### Leestekst
- - -

ECLI:NL:RBDHA:2023:20938

Rechtbank Den Haag

Datum uitspraak
22 november 2023
Publicatiedatum
4 januari 2024
Zaaknummer
NL23.32953
Instantie
Rechtbank Den Haag
Type
Uitspraak
Rechtsgebied
Bestuursrecht; Vreemdelingenrecht
Procedures
  • Eerste aanleg - enkelvoudig
Rechters
Vindplaatsen
  • Rechtspraak.nl
AI samenvatting door LexboostAutomatisch gegenereerd

Afwijzing verzoek om voorlopige voorziening in asielzaak met betrekking tot verantwoordelijkheid Duitsland

In deze zaak heeft de voorzieningenrechter van de Rechtbank Den Haag op 22 november 2023 uitspraak gedaan in een verzoek om een voorlopige voorziening in het kader van een asielaanvraag. Verzoekster, die samen met haar minderjarige kinderen een verblijfsvergunning asiel voor bepaalde tijd had aangevraagd, kreeg te horen dat Duitsland verantwoordelijk was voor de behandeling van haar aanvraag. Dit besluit, genomen door de staatssecretaris van Justitie en Veiligheid op 17 oktober 2023, leidde tot beroep van verzoekster. Tijdens de zitting op 7 november 2023, waar verzoekster en haar gemachtigde niet verschenen, werd het verzoek om een voorlopige voorziening behandeld. De voorzieningenrechter heeft in een andere zaak, NL23.32952, op dezelfde datum uitspraak gedaan, waardoor het verzoek om een voorlopige voorziening niet meer nodig was. De voorzieningenrechter heeft het verzoek om voorlopige voorziening afgewezen en er is geen aanleiding voor een proceskostenveroordeling. De uitspraak is gedaan door mr. L.A. Banga, in aanwezigheid van griffier mr. S.J. Valk, en is openbaar gemaakt op 22 november 2023. Tegen deze uitspraak staat geen hoger beroep of verzet open.

- - -

### Opgeslagen gegevens
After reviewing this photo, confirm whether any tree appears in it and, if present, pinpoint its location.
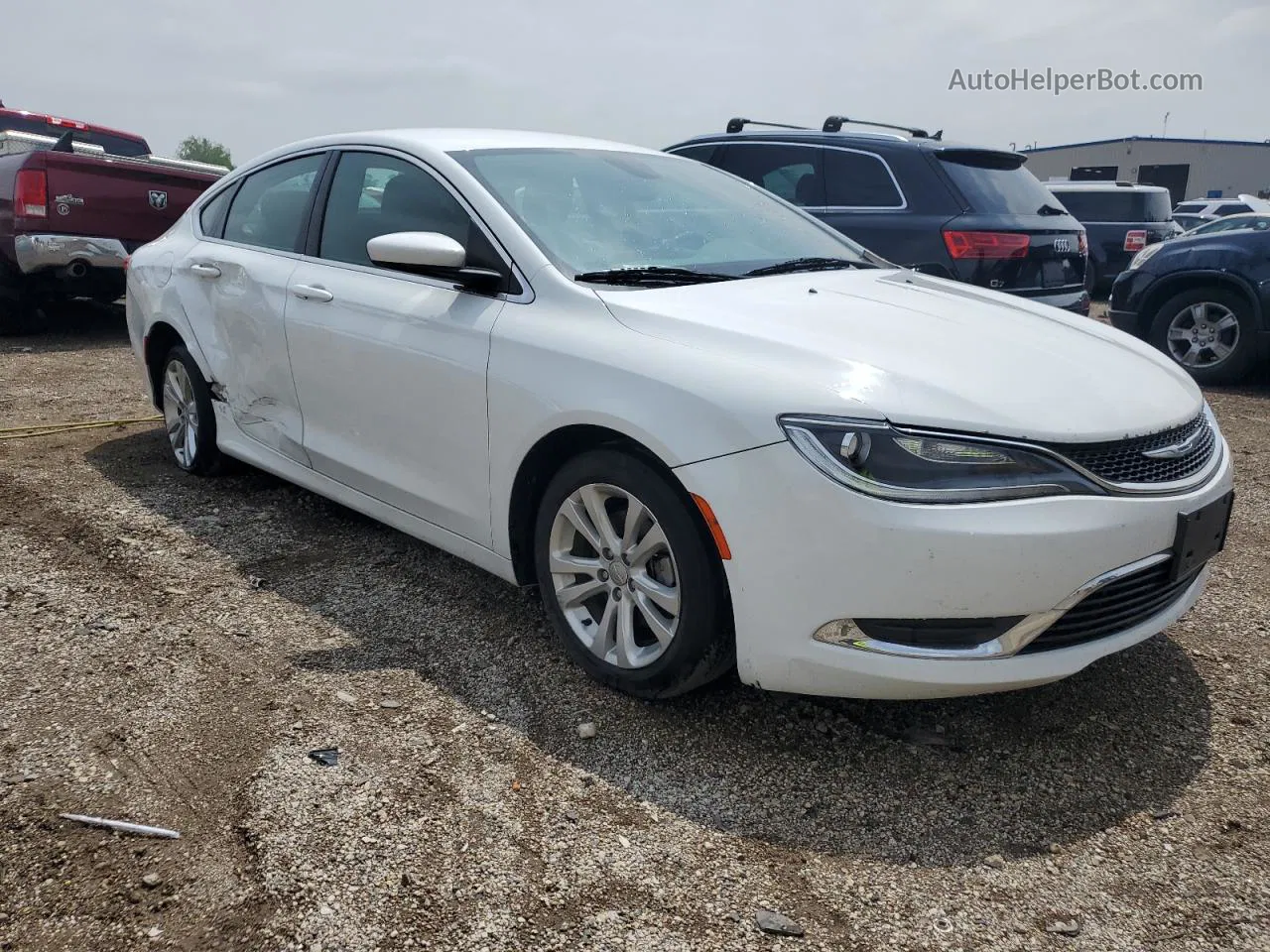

- - -

### Opdracht 1
Breng de alinea in de leestekst die begint met „In deze zaak heeft de voorzieningenrechter" terug tot een beknopte opsomming waarin de belangrijkste feiten behouden blijven.
### Opdracht 2
Zet de leestekst over de asielzaak waarin Duitsland verantwoordelijk werd geacht voort, aansluitend op de laatste zin.
De gegevens vormen materiaal dat los staat van de leestekst.

### Schriftelijk antwoord 1
- Op 22 november 2023 deed de voorzieningenrechter van de Rechtbank Den Haag uitspraak op een verzoek om een voorlopige voorziening in een asielzaak.
- Verzoekster had samen met haar minderjarige kinderen een verblijfsvergunning asiel voor bepaalde tijd aangevraagd.
- De staatssecretaris van Justitie en Veiligheid besloot op 17 oktober 2023 dat Duitsland verantwoordelijk was voor de behandeling van de aanvraag. Verzoekster ging daartegen in beroep.
- Het verzoek werd behandeld op de zitting van 7 november 2023. Verzoekster en haar gemachtigde waren daar niet aanwezig.
- Door de uitspraak van dezelfde datum in zaak NL23.32952 was een voorlopige voorziening niet meer nodig.
- Het verzoek werd afgewezen en er volgde geen proceskostenveroordeling.
- De uitspraak is gedaan door mr. L.A. Banga, in aanwezigheid van griffier mr. S.J. Valk, en op 22 november 2023 openbaar gemaakt.
- Er staat geen hoger beroep of verzet open.

### Schriftelijk antwoord 2
Uitspraak

uitspraak

RECHTBANK DEN HAAG

Zittingsplaats Utrecht Bestuursrecht zaaknummer: NL23.32953
uitspraak van de voorzieningenrechter in de zaak tussen
[verzoekster] ,V-nummer: [V-nummer 1] , mede namens haar minderjarige kinderen
[kind 1] , [kind 2]en
[kind 3], V-nummers: [V-nummer 2] , [V-nummer 3] en [V-nummer 4] .
hierna te noemen: verzoekster (gemachtigde: mr. L.J. Blijdorp), en
de staatssecretaris van Justitie en Veiligheid, verweerder (gemachtigde: mr. E.H.J.M. de Bonth).

Procesverloop

Bij besluit van 17 oktober 2023 (het bestreden besluit) heeft verweerder de aanvraag van verzoekster tot het verlenen van een verblijfsvergunning asiel voor bepaalde tijd niet in behandeling genomen op de grond dat Duitsland verantwoordelijk is voor de behandeling daarvan.
Verzoekster heeft tegen het bestreden besluit beroep ingesteld. Zij heeft verder de voorzieningenrechter verzocht om een voorlopige voorziening te treffen.
De voorzieningenrechter heeft het verzoek, samen met de zaak NL23.32952, op 7 november 2023 op zitting behandeld. Verzoekster en haar gemachtigde zijn niet verschenen.
Verweerder heeft zich laten vertegenwoordigen door zijn gemachtigde.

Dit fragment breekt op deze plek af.